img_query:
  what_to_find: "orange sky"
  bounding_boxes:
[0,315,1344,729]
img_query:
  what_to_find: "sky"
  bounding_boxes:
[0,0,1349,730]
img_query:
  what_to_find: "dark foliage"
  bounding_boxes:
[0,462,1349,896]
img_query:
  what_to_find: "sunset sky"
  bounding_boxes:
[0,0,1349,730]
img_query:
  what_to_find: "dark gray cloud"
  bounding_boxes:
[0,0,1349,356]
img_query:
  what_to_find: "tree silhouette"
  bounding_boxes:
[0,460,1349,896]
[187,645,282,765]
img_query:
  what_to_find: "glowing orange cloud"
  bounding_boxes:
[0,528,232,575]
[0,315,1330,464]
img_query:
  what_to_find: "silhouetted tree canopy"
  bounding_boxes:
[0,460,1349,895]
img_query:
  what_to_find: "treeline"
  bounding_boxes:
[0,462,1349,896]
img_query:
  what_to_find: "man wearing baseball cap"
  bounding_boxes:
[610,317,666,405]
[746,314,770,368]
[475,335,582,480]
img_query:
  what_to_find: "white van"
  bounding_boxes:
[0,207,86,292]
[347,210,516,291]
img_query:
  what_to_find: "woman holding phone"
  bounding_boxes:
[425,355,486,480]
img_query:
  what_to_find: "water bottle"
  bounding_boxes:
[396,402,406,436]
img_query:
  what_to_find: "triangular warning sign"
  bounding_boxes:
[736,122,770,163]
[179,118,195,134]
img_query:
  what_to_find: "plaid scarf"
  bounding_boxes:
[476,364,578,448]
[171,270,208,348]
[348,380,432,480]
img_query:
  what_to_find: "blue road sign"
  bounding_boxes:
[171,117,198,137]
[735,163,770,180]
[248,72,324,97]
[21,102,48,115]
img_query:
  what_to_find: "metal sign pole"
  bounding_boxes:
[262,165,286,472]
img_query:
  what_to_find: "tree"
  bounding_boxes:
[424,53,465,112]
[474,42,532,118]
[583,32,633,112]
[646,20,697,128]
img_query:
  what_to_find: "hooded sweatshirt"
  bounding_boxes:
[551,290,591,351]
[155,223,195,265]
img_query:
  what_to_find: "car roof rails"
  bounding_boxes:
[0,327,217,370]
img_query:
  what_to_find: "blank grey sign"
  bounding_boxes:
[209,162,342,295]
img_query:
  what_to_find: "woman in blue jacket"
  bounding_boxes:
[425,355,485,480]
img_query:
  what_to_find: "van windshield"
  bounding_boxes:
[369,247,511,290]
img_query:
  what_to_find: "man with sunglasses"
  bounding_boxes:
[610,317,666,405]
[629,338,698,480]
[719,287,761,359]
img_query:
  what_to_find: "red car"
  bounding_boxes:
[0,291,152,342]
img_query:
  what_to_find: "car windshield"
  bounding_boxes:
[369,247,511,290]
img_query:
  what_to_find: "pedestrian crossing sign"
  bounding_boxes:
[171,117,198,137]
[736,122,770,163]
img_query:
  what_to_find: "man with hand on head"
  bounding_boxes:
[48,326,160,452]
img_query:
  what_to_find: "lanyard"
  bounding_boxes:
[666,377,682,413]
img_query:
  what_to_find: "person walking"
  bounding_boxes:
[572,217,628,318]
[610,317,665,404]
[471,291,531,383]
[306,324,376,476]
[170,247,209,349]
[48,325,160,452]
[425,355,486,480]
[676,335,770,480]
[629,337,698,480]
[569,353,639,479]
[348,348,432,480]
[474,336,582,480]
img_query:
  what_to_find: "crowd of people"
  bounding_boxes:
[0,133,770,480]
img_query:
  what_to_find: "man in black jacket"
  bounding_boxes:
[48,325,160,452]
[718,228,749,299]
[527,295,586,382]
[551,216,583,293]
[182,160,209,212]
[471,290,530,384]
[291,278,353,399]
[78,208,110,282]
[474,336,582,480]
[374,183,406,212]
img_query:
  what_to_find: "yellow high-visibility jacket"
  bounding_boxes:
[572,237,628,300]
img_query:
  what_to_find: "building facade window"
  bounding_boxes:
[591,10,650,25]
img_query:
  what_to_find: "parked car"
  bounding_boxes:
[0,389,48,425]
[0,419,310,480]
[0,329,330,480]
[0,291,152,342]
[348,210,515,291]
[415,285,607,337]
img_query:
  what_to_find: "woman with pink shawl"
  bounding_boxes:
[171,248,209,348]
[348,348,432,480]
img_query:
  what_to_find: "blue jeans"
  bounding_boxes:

○ ○ ○ ○

PROBLEM STATEMENT>
Rewrite the material, from its first line up to and including the line with "[646,20,697,128]", as a Markdown table with the columns "No." and "Line". Give each line its own row and leave out blank lines.

OUTPUT BELOW>
| No. | Line |
|---|---|
| 1 | img_query: |
| 2 |   what_to_find: "orange sky" |
| 3 |   bounding_boxes: |
| 4 | [0,315,1344,729] |
| 5 | img_query: |
| 6 |   what_to_find: "sky" |
| 7 |   bounding_boxes: |
| 8 | [0,0,1349,730] |
| 9 | img_query: |
| 10 |   what_to_find: "dark foliage" |
| 11 |   bounding_boxes: |
| 12 | [0,462,1349,896] |
| 13 | img_query: |
| 14 |   what_to_find: "sunset sky" |
| 15 |   bounding_boxes: |
| 16 | [0,0,1349,730] |
| 17 | img_query: |
| 18 |   what_to_find: "dark gray cloud" |
| 19 |   bounding_boxes: |
| 20 | [0,0,1349,356] |
| 21 | img_query: |
| 22 |   what_to_find: "tree silhouette" |
| 23 |   bounding_boxes: |
| 24 | [0,460,1349,896] |
| 25 | [187,645,282,765] |
| 26 | img_query: |
| 27 |   what_to_find: "glowing orange cloud" |
| 28 |   bounding_boxes: |
| 29 | [0,528,232,575] |
| 30 | [0,315,1330,464] |
| 31 | img_query: |
| 32 |   what_to_find: "silhouetted tree canopy" |
| 33 |   bounding_boxes: |
| 34 | [0,460,1349,895] |
| 35 | img_query: |
| 36 |   what_to_find: "treeline" |
| 37 |   bounding_boxes: |
| 38 | [0,462,1349,896] |
| 39 | img_query: |
| 40 |   what_to_find: "man wearing baseball cap" |
| 41 |   bounding_boxes: |
| 42 | [610,317,666,405] |
| 43 | [746,314,770,368] |
| 44 | [475,335,582,480] |
| 45 | img_query: |
| 46 |   what_to_find: "white van" |
| 47 |   bounding_boxes: |
| 48 | [0,207,86,292] |
| 49 | [347,210,516,291] |
| 50 | img_query: |
| 51 |   what_to_find: "woman holding phone" |
| 52 |   bounding_boxes: |
| 53 | [425,355,486,480] |
| 54 | img_query: |
| 55 |   what_to_find: "water bottle" |
| 56 |   bounding_boxes: |
| 57 | [396,402,406,436] |
| 58 | img_query: |
| 59 |   what_to_find: "triangular warning sign" |
| 60 |   bounding_boxes: |
| 61 | [736,122,770,163] |
| 62 | [179,118,195,134] |
| 63 | img_query: |
| 64 |   what_to_find: "plaid scarf" |
| 65 |   bounding_boxes: |
| 66 | [476,364,578,448] |
| 67 | [171,270,208,348] |
| 68 | [348,380,432,480] |
| 69 | img_query: |
| 70 |   what_to_find: "blue road sign" |
| 71 |   bounding_boxes: |
| 72 | [171,117,198,137] |
| 73 | [735,163,770,180] |
| 74 | [248,72,324,97] |
| 75 | [21,102,48,115] |
| 76 | img_query: |
| 77 |   what_to_find: "metal sign pole" |
| 78 |   bounding_boxes: |
| 79 | [262,165,286,472] |
| 80 | img_query: |
| 81 |   what_to_find: "tree" |
| 82 |   bounding_boxes: |
| 83 | [424,53,465,112] |
| 84 | [474,42,532,118] |
| 85 | [583,32,633,112] |
| 86 | [646,20,697,128] |